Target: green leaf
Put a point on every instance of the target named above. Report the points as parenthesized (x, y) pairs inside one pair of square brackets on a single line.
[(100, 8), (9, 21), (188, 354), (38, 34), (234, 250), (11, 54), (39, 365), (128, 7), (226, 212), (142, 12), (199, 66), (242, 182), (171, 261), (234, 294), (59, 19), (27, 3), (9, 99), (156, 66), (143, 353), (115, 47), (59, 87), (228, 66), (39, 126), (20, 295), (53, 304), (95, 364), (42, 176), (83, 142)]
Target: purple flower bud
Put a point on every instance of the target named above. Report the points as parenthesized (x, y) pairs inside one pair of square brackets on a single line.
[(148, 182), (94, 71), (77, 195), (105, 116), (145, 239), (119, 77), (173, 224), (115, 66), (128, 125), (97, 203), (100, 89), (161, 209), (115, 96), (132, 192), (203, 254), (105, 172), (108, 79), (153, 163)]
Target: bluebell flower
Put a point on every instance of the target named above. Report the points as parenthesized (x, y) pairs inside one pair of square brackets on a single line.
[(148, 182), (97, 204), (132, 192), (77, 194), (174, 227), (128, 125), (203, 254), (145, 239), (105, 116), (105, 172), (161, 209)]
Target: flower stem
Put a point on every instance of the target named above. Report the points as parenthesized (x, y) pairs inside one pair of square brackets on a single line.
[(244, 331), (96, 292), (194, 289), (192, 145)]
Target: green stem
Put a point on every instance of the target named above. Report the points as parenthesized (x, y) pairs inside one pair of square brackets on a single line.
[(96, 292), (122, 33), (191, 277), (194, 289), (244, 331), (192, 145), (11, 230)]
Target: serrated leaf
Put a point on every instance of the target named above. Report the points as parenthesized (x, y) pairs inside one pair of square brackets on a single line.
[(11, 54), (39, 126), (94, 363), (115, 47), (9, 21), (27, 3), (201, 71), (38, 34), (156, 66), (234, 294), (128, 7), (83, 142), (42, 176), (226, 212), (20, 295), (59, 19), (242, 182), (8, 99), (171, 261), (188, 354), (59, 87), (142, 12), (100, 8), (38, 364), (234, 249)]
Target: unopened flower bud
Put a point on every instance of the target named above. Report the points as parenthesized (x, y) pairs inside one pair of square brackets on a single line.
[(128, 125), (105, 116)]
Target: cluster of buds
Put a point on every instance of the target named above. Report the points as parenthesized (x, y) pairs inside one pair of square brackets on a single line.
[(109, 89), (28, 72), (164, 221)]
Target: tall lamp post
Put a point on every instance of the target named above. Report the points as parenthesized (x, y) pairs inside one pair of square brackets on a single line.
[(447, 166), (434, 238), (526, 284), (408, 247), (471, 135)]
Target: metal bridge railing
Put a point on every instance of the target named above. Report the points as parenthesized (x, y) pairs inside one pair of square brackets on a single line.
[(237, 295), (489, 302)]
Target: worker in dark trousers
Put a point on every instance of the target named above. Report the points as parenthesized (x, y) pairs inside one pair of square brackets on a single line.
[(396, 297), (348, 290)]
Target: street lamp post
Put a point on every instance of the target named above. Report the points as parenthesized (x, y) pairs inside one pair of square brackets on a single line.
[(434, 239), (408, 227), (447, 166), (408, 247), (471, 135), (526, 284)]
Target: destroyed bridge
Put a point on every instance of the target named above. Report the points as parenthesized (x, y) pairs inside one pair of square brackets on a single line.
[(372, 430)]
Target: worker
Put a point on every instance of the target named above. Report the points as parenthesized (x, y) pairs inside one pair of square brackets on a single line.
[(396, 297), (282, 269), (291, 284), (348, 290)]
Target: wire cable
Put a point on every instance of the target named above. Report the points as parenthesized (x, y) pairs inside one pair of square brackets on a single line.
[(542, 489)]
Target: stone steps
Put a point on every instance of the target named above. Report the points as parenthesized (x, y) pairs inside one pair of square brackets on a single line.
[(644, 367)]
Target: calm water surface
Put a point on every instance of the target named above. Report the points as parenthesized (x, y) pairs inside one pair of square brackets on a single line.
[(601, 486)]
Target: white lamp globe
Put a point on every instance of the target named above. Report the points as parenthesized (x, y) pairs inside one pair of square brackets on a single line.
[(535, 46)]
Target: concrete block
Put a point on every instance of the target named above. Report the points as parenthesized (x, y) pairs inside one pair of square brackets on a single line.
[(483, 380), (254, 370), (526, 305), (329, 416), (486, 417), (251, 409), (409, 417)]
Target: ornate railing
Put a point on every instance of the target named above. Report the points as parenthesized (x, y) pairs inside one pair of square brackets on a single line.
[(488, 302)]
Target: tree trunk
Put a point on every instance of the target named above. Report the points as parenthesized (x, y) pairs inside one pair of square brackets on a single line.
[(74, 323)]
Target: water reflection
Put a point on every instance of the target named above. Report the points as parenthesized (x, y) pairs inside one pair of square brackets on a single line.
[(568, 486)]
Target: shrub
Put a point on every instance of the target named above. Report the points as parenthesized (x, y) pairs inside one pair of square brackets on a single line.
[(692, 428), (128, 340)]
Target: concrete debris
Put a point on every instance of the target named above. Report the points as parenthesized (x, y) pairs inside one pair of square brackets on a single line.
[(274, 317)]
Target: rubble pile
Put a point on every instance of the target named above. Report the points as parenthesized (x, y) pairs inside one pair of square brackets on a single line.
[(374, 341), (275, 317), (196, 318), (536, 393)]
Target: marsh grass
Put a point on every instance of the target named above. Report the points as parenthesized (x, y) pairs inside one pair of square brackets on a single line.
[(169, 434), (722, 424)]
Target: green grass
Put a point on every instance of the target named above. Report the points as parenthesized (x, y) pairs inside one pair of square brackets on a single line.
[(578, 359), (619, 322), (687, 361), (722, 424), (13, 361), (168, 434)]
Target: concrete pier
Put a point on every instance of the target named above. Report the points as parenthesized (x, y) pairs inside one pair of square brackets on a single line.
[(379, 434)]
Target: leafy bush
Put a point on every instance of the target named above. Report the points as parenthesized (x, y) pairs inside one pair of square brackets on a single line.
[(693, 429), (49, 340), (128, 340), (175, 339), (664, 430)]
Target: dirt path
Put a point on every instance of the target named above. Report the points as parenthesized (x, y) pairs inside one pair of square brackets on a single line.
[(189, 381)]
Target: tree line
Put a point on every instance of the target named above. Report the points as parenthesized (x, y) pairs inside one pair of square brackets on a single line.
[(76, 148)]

- [DIRECTIONS FOR THIS TASK] Please rewrite all of the lines above, changing each "single line" to "one line" and leaving everything else as it is.

- [RESULT OF THIS EXERCISE]
Target: green leaf
Put a point on every instance of the target named above. Report the points as parenthesized (x, y) pairs inside one pair of square brackets on a one line.
[(100, 8), (9, 21), (188, 354), (38, 34), (234, 250), (11, 54), (39, 365), (128, 7), (226, 212), (142, 12), (199, 66), (242, 182), (171, 261), (234, 294), (59, 19), (27, 3), (9, 99), (156, 66), (143, 353), (115, 47), (59, 87), (228, 66), (39, 126), (20, 295), (53, 304), (95, 364), (42, 176), (83, 142)]
Target: purple flower bud
Put a point on every instance of the target named above. Report the points as parenthesized (x, y) pairs inside one pair of square brackets on a one line.
[(148, 182), (94, 71), (77, 195), (105, 116), (145, 239), (119, 77), (173, 224), (115, 66), (128, 125), (97, 203), (100, 89), (161, 209), (115, 96), (132, 192), (203, 254), (105, 172), (108, 79), (153, 163)]
Target: bluebell flower
Put a point on every instance of the target named above. Report the points as parenthesized (x, y) pairs inside one pair of square brackets on a one line.
[(148, 182), (97, 204), (132, 192), (77, 194), (174, 227), (128, 125), (203, 254), (145, 239), (105, 116), (105, 172), (161, 209)]
Target: flower stem
Put a point on every instance of the target named above. Report the points as parenthesized (x, y) pairs inside one pair of square brackets on a one line.
[(244, 331), (96, 292), (194, 289), (192, 145)]
Target: green stem
Put a point on every instance of the target named above. Report the points as parenthesized (x, y) pairs inside one pair of square brackets on a one line.
[(96, 292), (122, 33), (191, 277), (194, 289), (244, 331), (192, 145), (11, 230)]
Target: serrated leaf
Put a point on every instance of the target named above. Report the points as parenthesized (x, y) pairs inside one pair of square brackets on a one line.
[(11, 54), (39, 126), (94, 363), (115, 47), (9, 21), (27, 3), (201, 71), (38, 34), (156, 66), (234, 294), (128, 7), (83, 142), (42, 176), (226, 212), (20, 295), (59, 19), (242, 182), (8, 99), (171, 261), (188, 354), (59, 87), (142, 12), (100, 8), (38, 364), (234, 249)]
Target: unopened flower bud
Put a point on every instance of the target named above. Report the points as parenthesized (x, y) pairs inside one pair of square brackets on a one line.
[(128, 125), (105, 116)]
Target: cluster of buds
Put a point on every instance of the target named above. Report the points as parenthesized (x, y) pairs inside one pair of square brackets on a one line.
[(109, 89), (28, 72), (164, 221)]
Target: tall lamp post
Put a point on every instance of the target named above. Report the points as parenthesized (x, y) pairs inside one pair of square brackets on a one line.
[(447, 166), (434, 238), (526, 284), (408, 247), (471, 135)]
Target: metal bridge railing
Put a point on every instance of the target named above. Report the points as parenthesized (x, y) pairs inside one pair of square brackets on a one line.
[(237, 295), (489, 302)]
Target: worker in dark trousers
Put a point on every instance of the target named above. Report the points as parenthesized (x, y) pairs inside one pair of square brackets on a one line.
[(396, 297), (348, 290)]
Target: street lamp post
Put a point on every instance of the target named above. Report the points as parenthesized (x, y) pairs inside one pair of square brackets on a one line.
[(434, 239), (408, 227), (447, 166), (408, 247), (471, 135), (526, 284)]
Target: destroyed bridge
Put a point on every instance of the target named above. Report the points as parenthesized (x, y) pairs inside one pair of square brackets on a one line.
[(372, 430)]
Target: worker
Put a point on every instance of the target named above. Report the points as parenthesized (x, y) pairs inside one pair of square brackets on a one line.
[(396, 297), (282, 269), (291, 284), (348, 290)]
Target: wire cable
Put a point on every instance of the target named above. Report the points as parenthesized (x, y) pairs inside one pair of square brackets on a one line.
[(542, 489)]
Target: stone steps
Put a point on every instance of the target named above. Report the points as parenthesized (x, y) pairs inside one pair of square brackets on a one line.
[(644, 367)]
Target: calm water surface
Put a point on every instance of the target named above. Report the points as parenthesized (x, y) pairs inside one pair of square brackets on a one line.
[(601, 486)]
Target: white lamp globe
Put a point on every instance of the target named above. Report the points as parenthesized (x, y) pairs inside one pair of square brackets on a one line.
[(535, 46)]
Target: concrete block
Put a point on every instance of the target named above. Report the points as parenthesized (x, y) pairs inside one pair of square brackets on a one line.
[(483, 380), (254, 370), (526, 305), (329, 416), (486, 417), (251, 409), (409, 417)]
Target: ornate railing
Put a point on every instance of the target named above. Report the points as parenthesized (x, y) pairs inside one pair of square brackets on a one line.
[(488, 302)]
Target: tree trunk
Put a point on every instance of the target named above. Report the points as parenthesized (x, y) pairs inside one pair of square brackets on a one line.
[(74, 323)]
Target: water reflection
Put a point on every instance of the target named above. Report the points as parenthesized (x, y) pairs inside one pair of square brackets on a one line.
[(568, 486)]
Target: shrub
Put a point on every instance of the target named above. Report the points as parenthesized (x, y) pairs inside one pair of square brackets on a one line.
[(692, 428), (128, 340)]
Target: concrete debris
Put a point on every instance of the target named above. Report the points as parenthesized (x, y) pairs inside one pair of square brackets on a one line.
[(274, 317)]
Target: rubble pile
Put a point on every instance of the target named above. Report the points as parenthesized (x, y) pairs inside one pair of square brackets on a one line.
[(374, 341), (275, 317), (196, 318), (536, 393)]
Target: marsh grass
Put a point on every instance of the target named above. Report the points as parenthesized (x, y) pairs inside one pair of square brackets on a one line.
[(169, 434), (722, 424)]
Target: green grass
Put a point on every instance of the target named above. Report the points as parenthesized (x, y) pairs inside one pair of square brackets on a one line.
[(578, 359), (619, 322), (687, 361), (722, 424), (13, 361), (168, 434)]
Target: concrete pier
Put a point on every instance of the target named above. Report the points as parenthesized (x, y) pairs inside one pair of square brackets on a one line.
[(379, 434)]
Target: leafy bush
Put a point on every instance of the target named above. Report the points as parenthesized (x, y) pairs inside one pair of square brackets on a one line.
[(693, 429), (49, 340), (128, 340), (175, 339), (664, 430)]
Target: dirt path
Put a point on every instance of the target named above. Report the points as parenthesized (x, y) pairs inside one pair of square brackets on a one line.
[(189, 381)]
Target: tree line
Put a point on every instance of the target named above. Report the points as parenthesized (x, y) pairs inside one pair of square brackets on a one line.
[(76, 148)]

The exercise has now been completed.